- _TEXT SHOWN_:
In My Story, I talked about how I went from being a fully fledged Christian to an agnostic – call it a deconversion story if you will. I glossed over some of the reasons why I don’t believe anymore, but now I would like to explain four of these reasons in more detail.
For me, my unbelief didn’t happen all at once, but over a gradual period of time. I studied science and over time developed a critical mind. I began to question everything I had been taught from The Bible. Not only that, but I began to see big discrepancies between God’s supposed perfect love and how he actually acted in The Bible. If you are a religious person reading this, I hope you will be challenged by the content within, and the questions that I propose to you.
Reason One: The Book of Genesis flies in the face of science
According to Genesis, God created the earth and everything in it in seven days, so there was no evolution. Somehow plants are created on the third day, before the sun is created on the fourth day. Also, the moon is counted as a light; I am sure creationists probably had fun coming up with loopholes to explain this away.
Noah’s ark and the worldwide flood flies in the face of science. Given the ever growing number of species (estimated at around 8.7 million +/- 1.3 million), how can two of every animal fit onto the ark, and be kept alive (also avoiding predation)? Not to mention, he would have to find animals such as polar bears and llamas which live on completely different continents and environments. Also, the flood narrative contradict itself. In Genesis 6, God tells Noah to bring two of every ‘kind’ of animal onto the ark, but in Genesis 7, he says seven?

- _DATA PROVIDED_:
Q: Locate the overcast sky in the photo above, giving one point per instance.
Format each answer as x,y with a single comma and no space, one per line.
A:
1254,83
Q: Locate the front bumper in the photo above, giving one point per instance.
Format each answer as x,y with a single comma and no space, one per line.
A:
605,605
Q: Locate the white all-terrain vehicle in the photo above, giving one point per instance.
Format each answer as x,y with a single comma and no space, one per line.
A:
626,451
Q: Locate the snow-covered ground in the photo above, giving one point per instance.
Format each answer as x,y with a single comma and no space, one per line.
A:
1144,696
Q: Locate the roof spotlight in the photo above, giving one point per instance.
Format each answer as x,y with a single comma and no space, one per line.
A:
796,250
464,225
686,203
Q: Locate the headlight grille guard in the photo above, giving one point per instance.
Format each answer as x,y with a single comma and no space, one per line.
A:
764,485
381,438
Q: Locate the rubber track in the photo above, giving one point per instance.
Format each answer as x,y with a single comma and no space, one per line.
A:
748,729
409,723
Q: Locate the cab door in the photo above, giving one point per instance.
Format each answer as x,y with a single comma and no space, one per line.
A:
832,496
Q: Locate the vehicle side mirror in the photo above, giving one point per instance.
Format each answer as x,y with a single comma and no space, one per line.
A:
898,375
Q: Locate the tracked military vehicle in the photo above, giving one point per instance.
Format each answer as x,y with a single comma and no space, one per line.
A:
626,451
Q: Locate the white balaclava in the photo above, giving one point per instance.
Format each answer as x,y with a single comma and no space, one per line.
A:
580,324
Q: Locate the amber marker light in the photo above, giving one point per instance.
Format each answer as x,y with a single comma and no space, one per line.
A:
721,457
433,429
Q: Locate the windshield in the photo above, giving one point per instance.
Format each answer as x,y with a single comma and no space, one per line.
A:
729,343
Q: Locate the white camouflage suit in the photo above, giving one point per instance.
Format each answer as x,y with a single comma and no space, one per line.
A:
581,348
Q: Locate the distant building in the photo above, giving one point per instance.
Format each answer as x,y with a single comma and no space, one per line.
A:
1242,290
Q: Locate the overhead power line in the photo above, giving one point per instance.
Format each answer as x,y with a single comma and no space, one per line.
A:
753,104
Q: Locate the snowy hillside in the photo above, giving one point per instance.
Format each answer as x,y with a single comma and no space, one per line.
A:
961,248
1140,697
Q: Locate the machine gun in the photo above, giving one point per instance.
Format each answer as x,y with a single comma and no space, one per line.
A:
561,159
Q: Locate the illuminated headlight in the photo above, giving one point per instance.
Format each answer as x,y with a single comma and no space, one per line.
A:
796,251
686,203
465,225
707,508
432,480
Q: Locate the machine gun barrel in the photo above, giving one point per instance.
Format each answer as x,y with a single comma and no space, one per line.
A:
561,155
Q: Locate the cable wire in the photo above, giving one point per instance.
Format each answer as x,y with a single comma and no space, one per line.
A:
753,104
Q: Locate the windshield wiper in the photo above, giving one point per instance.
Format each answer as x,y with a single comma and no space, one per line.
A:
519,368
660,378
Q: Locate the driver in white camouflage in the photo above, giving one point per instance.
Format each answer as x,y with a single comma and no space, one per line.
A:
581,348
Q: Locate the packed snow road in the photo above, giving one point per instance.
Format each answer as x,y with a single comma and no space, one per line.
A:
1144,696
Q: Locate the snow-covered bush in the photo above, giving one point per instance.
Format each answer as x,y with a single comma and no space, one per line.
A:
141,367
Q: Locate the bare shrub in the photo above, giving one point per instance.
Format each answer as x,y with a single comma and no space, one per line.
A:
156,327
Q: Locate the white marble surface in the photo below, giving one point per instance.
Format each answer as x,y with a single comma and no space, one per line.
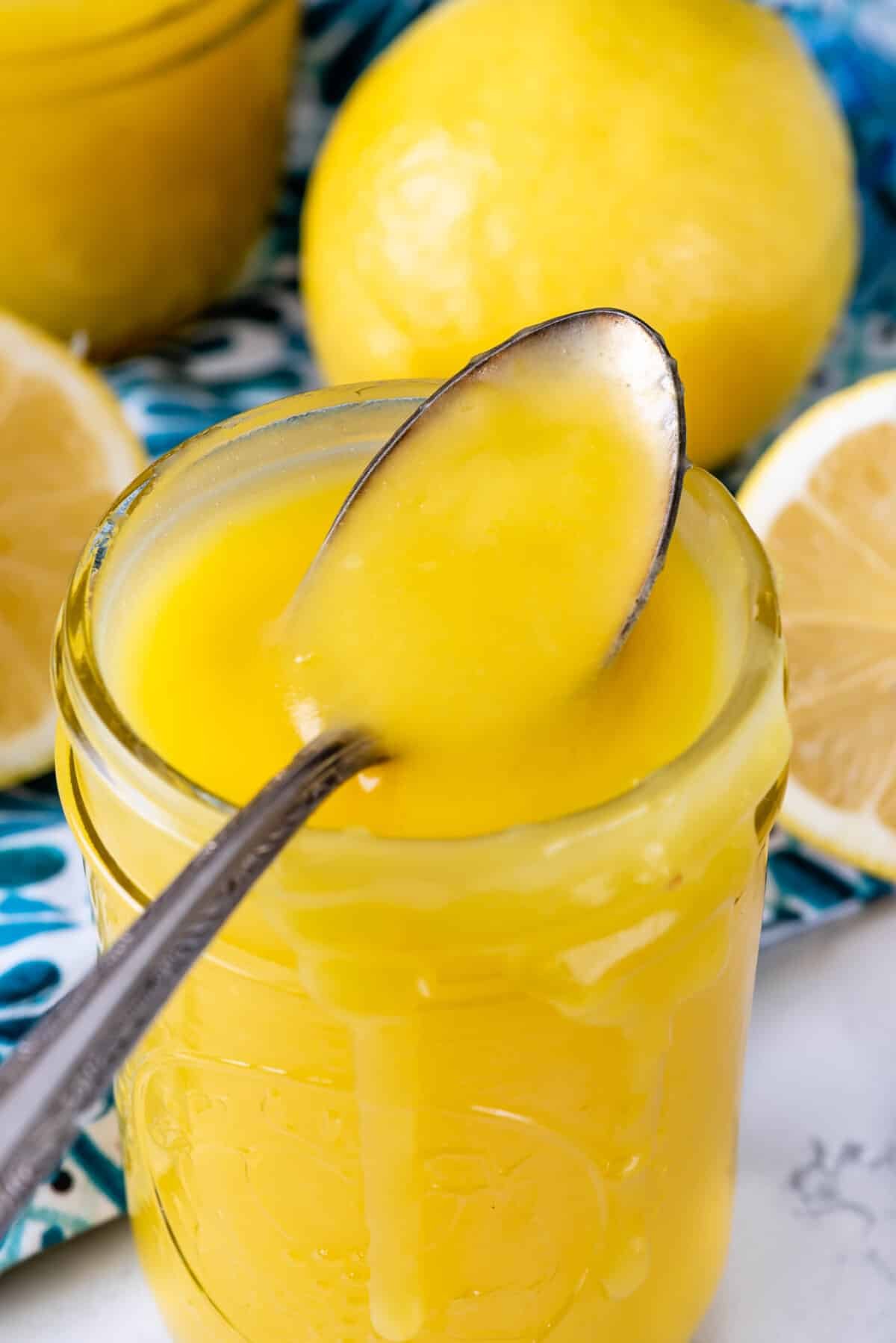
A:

- _QUESTIONS_:
**A)** List the parts of the natural world that the essay on leaving Christianity names in its paragraph beginning "According to Genesis."
**B)** Continue the essay on leaving Christianity from where it stops.

- _EXPECTED RESPONSES_:
**A)** earth, plants, sun, moon

**B)**
If the entire earth flooded in 40 days, and this only happened a few thousand years ago, wouldn’t there be significant geological evidence for this? Yet there isn’t. Supposedly the flood waters (which covered the highest mountains) receded after 150 days, but where did it all go? It couldn’t have evaporated in that time; all the water in the sea and groundwater can’t account for all this. Personally I think the Great Flood was probably based on a real localised flood, and the story was exaggerated over time to get mythical status. There are texts older than the Book of Genesis which have a very similar flood story, such as in the Epic of Gilgamesh, which the writers of Genesis may have borrowed from.
Reason Two: There is no way the earth is only a few thousand years old
If we take the genealogies in the Bible and the creation story in Genesis literally, the earth was created in seven days, and there was around 4000 to 4500 years from Adam to Jesus, and another approx 2000 years from Jesus to the present day. This would make the earth around 6000 to 6500 years old, much younger than the 4.5 billion years accepted by science. Radiometric dating has shown our earth to be much older than the 6.5 k mark, and the science involved is well established and accurate. These dating methods do have a margin of error, but the error involved is usually very small relative to the estimated age, so a young earth of 6.5 k years should definitely be out of the question!
Furthermore, scientists can use super powerful telescopes to see stars that are millions of light years away. For the uninformed, a light year is the distance light can travel in a year. This means that when we see the light from these stars, we are seeing them as they actually were millions of years ago! Wow. If the whole universe was only a few thousand years old then it wouldn’t be possible for these stars light to reach us.
Reason Three: Whatever happened to miracles and demonic possession?
In the bible there are many accounts where people are miraculously and instantly healed of some disease. Yet we don’t see credible instances of this happening today. OK, people claim that miracles happen all the time at church meetings, but these are usually never followed up on, and why doesn’t God heal amputees?, or people with aids? Some of the people at my old church believe that miracles were only for Jesus’s disciples and apostles at the time, to advance the ministry of Jesus and the gospel. But nowhere does The Bible suggest that miracles were only limited to apostles or that God wouldn’t do further miracles in the future. As for demonic possession, since advances in medical knowledge and mental health, we just so happen to have less instances of it occurring.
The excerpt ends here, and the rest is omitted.